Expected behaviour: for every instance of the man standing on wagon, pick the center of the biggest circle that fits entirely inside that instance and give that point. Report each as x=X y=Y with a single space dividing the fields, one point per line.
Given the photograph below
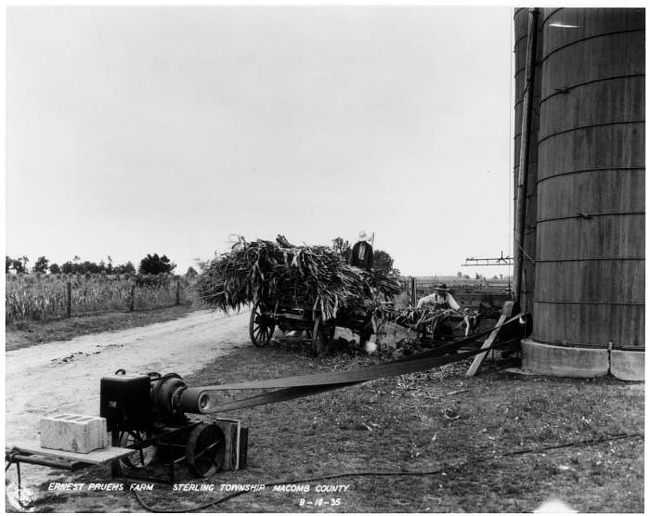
x=362 y=253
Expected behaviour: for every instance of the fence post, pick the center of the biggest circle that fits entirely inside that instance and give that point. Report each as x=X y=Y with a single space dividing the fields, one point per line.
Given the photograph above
x=132 y=298
x=413 y=292
x=69 y=299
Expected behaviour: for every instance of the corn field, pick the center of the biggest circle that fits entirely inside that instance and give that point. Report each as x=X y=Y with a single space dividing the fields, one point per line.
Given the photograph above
x=52 y=296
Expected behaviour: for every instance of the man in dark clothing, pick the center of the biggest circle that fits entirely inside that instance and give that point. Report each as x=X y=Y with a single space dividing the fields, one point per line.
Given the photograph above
x=362 y=253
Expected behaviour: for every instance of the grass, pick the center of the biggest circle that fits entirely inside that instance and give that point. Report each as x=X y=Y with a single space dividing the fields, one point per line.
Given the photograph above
x=45 y=296
x=517 y=441
x=27 y=333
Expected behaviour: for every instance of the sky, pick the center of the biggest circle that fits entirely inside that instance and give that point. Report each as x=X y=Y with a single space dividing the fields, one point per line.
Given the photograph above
x=170 y=129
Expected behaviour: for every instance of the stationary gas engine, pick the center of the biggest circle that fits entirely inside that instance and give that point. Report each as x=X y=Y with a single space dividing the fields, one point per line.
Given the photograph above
x=148 y=413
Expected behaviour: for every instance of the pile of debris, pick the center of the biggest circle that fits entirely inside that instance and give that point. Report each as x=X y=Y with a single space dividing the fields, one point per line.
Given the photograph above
x=308 y=276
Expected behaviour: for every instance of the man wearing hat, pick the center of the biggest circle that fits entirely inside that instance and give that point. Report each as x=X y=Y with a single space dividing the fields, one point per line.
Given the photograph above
x=441 y=298
x=362 y=253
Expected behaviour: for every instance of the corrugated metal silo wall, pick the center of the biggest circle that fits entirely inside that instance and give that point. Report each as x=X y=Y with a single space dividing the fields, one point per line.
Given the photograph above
x=591 y=208
x=521 y=19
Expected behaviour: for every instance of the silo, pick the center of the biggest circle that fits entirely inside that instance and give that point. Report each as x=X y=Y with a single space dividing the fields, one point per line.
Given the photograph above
x=590 y=265
x=526 y=237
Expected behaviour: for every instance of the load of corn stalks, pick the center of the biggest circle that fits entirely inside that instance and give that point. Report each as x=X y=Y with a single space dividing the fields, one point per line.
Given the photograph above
x=313 y=277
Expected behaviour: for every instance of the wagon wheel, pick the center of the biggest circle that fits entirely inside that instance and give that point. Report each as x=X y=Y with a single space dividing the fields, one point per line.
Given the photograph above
x=142 y=456
x=205 y=450
x=319 y=337
x=261 y=326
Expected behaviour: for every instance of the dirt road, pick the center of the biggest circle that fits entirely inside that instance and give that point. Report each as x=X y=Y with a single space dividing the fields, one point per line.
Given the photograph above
x=64 y=377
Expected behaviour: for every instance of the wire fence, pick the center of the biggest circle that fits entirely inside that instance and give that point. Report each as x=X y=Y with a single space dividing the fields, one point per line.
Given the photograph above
x=54 y=296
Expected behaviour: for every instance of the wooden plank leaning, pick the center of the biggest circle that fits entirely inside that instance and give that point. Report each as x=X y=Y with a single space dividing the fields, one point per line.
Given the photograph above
x=506 y=313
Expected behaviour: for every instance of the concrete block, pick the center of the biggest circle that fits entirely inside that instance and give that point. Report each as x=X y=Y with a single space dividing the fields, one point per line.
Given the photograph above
x=628 y=365
x=73 y=432
x=231 y=430
x=564 y=361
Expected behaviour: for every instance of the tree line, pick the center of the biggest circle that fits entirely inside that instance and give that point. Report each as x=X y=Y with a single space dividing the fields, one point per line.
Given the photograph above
x=150 y=264
x=154 y=264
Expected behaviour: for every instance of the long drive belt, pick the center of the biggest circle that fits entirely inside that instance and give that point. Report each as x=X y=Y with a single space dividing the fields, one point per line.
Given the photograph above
x=306 y=385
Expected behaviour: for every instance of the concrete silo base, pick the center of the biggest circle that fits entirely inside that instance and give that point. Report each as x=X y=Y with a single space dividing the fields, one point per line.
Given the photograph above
x=628 y=365
x=582 y=362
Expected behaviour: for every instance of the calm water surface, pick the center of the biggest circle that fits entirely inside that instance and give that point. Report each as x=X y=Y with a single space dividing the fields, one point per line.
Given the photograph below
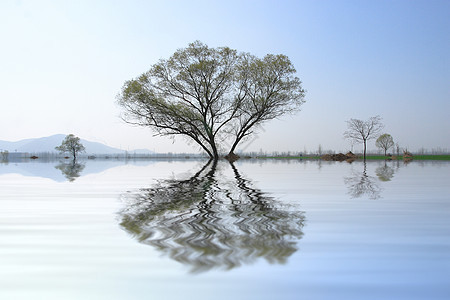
x=251 y=230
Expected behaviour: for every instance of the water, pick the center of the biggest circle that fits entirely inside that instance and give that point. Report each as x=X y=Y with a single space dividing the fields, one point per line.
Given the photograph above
x=253 y=230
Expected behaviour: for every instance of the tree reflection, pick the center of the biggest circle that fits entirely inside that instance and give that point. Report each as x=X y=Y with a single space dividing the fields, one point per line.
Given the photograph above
x=213 y=221
x=359 y=184
x=71 y=170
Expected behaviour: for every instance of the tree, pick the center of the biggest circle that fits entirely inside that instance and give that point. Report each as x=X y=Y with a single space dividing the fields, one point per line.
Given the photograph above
x=385 y=141
x=361 y=131
x=215 y=97
x=71 y=144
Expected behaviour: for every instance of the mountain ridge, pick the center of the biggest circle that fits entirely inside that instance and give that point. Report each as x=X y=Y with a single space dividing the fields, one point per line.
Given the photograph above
x=48 y=144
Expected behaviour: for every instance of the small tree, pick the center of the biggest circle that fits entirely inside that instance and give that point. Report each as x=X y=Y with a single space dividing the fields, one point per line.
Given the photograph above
x=214 y=97
x=72 y=145
x=385 y=141
x=362 y=131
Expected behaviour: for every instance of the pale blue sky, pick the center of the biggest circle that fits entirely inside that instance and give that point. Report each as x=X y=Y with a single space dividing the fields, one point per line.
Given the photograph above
x=62 y=64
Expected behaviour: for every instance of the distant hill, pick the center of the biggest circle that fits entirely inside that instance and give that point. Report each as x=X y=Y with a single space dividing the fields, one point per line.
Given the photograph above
x=48 y=144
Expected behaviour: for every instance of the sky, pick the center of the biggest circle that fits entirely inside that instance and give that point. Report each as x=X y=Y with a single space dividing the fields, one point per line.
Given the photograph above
x=63 y=63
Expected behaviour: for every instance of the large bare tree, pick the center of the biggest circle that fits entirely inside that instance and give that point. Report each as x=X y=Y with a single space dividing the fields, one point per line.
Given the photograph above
x=361 y=131
x=213 y=96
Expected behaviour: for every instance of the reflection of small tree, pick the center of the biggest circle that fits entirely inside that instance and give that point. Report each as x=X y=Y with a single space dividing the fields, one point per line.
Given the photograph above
x=213 y=221
x=385 y=142
x=360 y=184
x=362 y=131
x=384 y=173
x=72 y=170
x=72 y=145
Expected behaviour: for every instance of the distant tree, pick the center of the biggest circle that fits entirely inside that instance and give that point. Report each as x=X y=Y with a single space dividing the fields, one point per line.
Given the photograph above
x=385 y=142
x=361 y=131
x=215 y=97
x=72 y=145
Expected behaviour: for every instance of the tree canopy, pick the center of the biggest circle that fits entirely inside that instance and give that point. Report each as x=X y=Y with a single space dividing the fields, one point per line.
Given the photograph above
x=72 y=145
x=215 y=97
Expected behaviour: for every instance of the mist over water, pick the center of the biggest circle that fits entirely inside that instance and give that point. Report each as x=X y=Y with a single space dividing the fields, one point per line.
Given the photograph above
x=249 y=230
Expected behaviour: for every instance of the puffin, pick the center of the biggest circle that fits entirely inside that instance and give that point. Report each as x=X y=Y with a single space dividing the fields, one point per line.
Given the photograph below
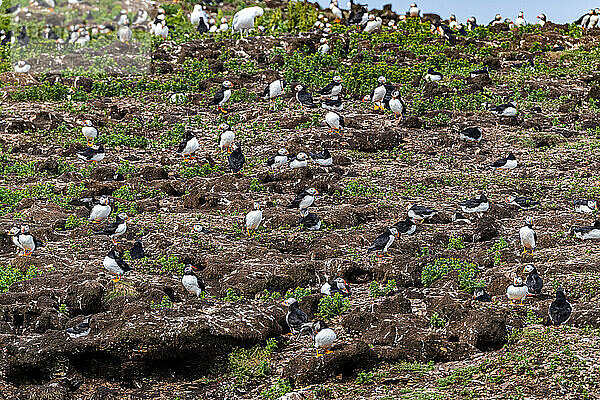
x=335 y=121
x=89 y=132
x=479 y=294
x=505 y=110
x=236 y=159
x=520 y=20
x=333 y=104
x=136 y=252
x=517 y=291
x=115 y=229
x=28 y=242
x=479 y=205
x=433 y=76
x=397 y=105
x=528 y=236
x=92 y=153
x=304 y=199
x=295 y=317
x=310 y=221
x=191 y=282
x=505 y=163
x=300 y=161
x=114 y=264
x=253 y=218
x=14 y=235
x=244 y=19
x=338 y=285
x=334 y=88
x=406 y=227
x=304 y=98
x=458 y=218
x=100 y=211
x=524 y=203
x=222 y=96
x=274 y=89
x=560 y=309
x=22 y=67
x=278 y=160
x=420 y=213
x=471 y=134
x=80 y=330
x=478 y=72
x=322 y=158
x=587 y=232
x=382 y=243
x=188 y=146
x=585 y=206
x=226 y=137
x=534 y=281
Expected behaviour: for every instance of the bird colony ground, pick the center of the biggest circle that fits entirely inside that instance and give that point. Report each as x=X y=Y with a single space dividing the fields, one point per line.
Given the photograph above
x=410 y=328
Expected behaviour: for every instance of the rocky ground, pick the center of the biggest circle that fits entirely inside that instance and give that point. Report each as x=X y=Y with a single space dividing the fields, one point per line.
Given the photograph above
x=151 y=339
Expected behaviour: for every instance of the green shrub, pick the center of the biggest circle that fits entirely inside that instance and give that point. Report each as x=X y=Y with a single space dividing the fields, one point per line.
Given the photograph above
x=331 y=306
x=10 y=275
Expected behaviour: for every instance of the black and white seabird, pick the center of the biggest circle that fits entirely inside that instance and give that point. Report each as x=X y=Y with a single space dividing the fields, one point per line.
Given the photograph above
x=560 y=309
x=406 y=227
x=304 y=199
x=335 y=121
x=222 y=96
x=253 y=218
x=334 y=88
x=433 y=76
x=585 y=206
x=505 y=163
x=236 y=159
x=115 y=229
x=528 y=236
x=517 y=291
x=89 y=132
x=534 y=281
x=100 y=211
x=471 y=134
x=295 y=317
x=80 y=330
x=300 y=161
x=226 y=137
x=524 y=203
x=278 y=160
x=92 y=153
x=587 y=232
x=191 y=282
x=28 y=242
x=304 y=98
x=309 y=221
x=323 y=158
x=479 y=204
x=137 y=251
x=505 y=110
x=420 y=213
x=274 y=89
x=338 y=285
x=382 y=243
x=115 y=264
x=479 y=294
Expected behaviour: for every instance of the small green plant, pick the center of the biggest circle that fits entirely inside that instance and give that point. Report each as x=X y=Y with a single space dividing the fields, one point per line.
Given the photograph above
x=437 y=321
x=331 y=306
x=379 y=291
x=231 y=295
x=164 y=303
x=279 y=388
x=456 y=243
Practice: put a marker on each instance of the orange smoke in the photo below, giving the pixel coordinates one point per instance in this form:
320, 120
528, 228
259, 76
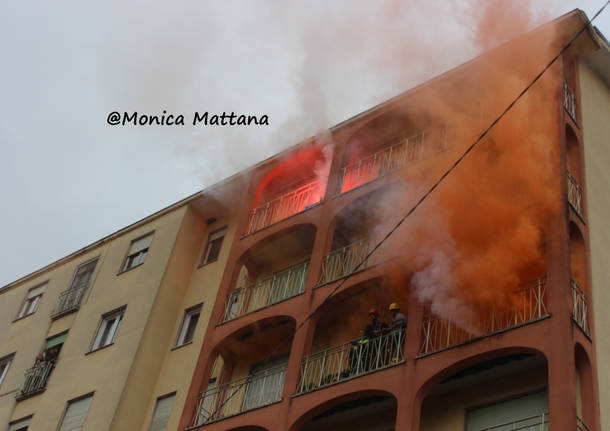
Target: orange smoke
482, 232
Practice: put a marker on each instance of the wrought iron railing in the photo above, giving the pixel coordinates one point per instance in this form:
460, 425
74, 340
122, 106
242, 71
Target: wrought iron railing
341, 262
351, 359
287, 205
579, 307
36, 379
69, 300
239, 396
382, 162
581, 426
282, 285
574, 194
538, 422
527, 304
569, 100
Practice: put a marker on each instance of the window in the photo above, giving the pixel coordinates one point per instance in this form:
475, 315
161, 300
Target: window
163, 409
189, 323
70, 300
137, 252
108, 329
5, 363
20, 425
76, 413
212, 249
30, 304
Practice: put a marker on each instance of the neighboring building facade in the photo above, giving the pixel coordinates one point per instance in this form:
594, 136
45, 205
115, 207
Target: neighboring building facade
236, 309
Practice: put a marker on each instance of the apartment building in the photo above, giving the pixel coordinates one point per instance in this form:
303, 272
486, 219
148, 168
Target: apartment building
108, 336
500, 272
250, 305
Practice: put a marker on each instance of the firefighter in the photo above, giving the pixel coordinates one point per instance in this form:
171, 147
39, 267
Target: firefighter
376, 327
363, 351
398, 325
398, 319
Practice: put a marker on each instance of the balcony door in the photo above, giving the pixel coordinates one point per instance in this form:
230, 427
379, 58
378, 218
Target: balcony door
265, 383
528, 412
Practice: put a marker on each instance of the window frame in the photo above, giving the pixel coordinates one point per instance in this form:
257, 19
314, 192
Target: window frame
184, 325
208, 245
128, 254
117, 315
5, 361
21, 313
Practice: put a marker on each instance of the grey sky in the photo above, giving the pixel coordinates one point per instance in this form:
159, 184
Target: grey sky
67, 178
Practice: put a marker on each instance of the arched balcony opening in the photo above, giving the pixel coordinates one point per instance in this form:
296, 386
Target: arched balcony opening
251, 373
358, 228
294, 185
389, 143
578, 274
370, 412
272, 271
508, 392
349, 342
585, 406
574, 171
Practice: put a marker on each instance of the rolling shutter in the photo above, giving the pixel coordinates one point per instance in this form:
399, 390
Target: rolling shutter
76, 414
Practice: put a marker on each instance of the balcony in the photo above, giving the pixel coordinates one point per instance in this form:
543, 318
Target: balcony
284, 206
569, 101
579, 307
352, 359
341, 262
382, 162
239, 396
35, 380
533, 423
574, 194
282, 285
439, 334
69, 300
580, 425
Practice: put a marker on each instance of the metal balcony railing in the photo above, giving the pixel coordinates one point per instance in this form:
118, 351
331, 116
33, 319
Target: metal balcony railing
382, 162
35, 379
579, 307
533, 423
569, 100
69, 300
351, 359
239, 396
341, 262
574, 194
580, 425
287, 205
528, 305
282, 285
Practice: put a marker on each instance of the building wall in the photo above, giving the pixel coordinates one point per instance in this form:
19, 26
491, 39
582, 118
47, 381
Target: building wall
445, 409
79, 371
595, 97
179, 363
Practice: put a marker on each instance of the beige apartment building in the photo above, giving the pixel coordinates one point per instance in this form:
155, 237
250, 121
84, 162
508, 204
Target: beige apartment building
244, 307
112, 331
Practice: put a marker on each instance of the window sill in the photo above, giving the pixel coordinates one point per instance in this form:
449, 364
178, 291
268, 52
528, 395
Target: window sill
99, 348
129, 269
180, 346
23, 317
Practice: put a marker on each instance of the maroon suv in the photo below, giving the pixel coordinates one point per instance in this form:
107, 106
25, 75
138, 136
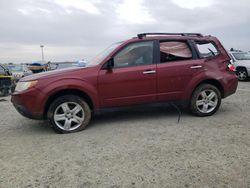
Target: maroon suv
150, 68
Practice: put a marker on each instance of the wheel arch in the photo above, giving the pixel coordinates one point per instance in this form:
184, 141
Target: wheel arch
63, 92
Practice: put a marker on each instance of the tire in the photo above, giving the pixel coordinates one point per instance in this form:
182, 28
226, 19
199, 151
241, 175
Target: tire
242, 74
205, 101
68, 114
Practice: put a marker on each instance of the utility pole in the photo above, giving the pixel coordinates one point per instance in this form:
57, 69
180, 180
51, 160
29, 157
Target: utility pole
42, 46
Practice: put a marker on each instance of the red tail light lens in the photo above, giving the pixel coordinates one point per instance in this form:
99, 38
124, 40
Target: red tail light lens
231, 67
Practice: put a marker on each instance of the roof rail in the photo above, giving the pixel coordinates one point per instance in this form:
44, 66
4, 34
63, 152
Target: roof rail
141, 35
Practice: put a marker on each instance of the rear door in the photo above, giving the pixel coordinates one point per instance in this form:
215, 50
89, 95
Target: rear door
177, 65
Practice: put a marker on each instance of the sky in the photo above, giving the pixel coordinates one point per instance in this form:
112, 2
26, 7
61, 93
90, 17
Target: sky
71, 30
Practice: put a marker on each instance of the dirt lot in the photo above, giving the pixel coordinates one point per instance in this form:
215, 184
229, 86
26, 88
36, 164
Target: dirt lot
131, 148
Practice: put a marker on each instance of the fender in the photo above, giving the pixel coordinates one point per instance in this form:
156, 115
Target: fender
58, 85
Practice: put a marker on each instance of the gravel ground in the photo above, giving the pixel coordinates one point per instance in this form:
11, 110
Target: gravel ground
131, 148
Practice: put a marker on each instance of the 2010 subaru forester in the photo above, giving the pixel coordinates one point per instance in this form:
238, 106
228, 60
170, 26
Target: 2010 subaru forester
149, 68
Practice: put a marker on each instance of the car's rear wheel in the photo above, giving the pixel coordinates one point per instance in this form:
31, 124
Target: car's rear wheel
242, 74
206, 100
69, 114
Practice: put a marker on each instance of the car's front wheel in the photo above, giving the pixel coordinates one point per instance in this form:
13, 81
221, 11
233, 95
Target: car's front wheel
69, 114
206, 100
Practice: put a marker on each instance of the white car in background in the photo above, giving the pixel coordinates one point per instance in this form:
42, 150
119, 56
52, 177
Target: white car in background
241, 61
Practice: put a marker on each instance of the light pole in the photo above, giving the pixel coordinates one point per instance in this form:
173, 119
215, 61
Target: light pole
42, 53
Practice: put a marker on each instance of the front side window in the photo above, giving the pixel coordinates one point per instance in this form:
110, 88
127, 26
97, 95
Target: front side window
135, 54
207, 49
242, 56
174, 51
100, 57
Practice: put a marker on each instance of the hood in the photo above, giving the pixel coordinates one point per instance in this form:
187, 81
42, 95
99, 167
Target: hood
50, 74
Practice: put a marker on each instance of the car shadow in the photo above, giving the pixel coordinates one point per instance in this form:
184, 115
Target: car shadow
145, 112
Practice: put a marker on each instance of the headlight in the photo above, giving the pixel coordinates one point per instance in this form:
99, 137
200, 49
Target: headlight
21, 86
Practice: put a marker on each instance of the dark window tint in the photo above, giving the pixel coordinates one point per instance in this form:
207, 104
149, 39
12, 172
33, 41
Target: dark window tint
174, 51
135, 54
207, 49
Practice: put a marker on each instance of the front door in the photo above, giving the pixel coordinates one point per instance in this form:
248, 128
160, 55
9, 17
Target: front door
132, 80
• • • •
Taking the entries above, write out exactly each line from the one holding "Expected behaviour: for every instance of the distant hill, pick" to the one holding "Expected behaviour: for every instance of the reflection", both included, and stop there.

REPLY.
Expected behaviour: for every instance of the distant hill, pick the center of the biggest circle that fits entirely inside that instance and give that point. Report each as x=X y=Y with a single space dividing the fields, one point per line.
Given the photograph above
x=48 y=144
Expected behaviour: for every instance of the sky, pick the center of the biggest circle that fits entirely inside that instance and give that point. Report each as x=X y=Y with a single space dividing the fields, one point per line.
Given the photograph above
x=63 y=63
Expected behaviour: for every instance of the large bare tree, pick the center of the biggest circle that fits entirely inside that instance and give that point. Report each as x=X y=Y with a single space dividing the fields, one point per line.
Given the photograph above
x=361 y=131
x=213 y=96
Expected behaviour: for every instance of the reflection of small tree, pick the center of the biggest circle that fits entirely inside that instance and give that point. Report each as x=X y=Y with a single space dividing the fields, one point per line.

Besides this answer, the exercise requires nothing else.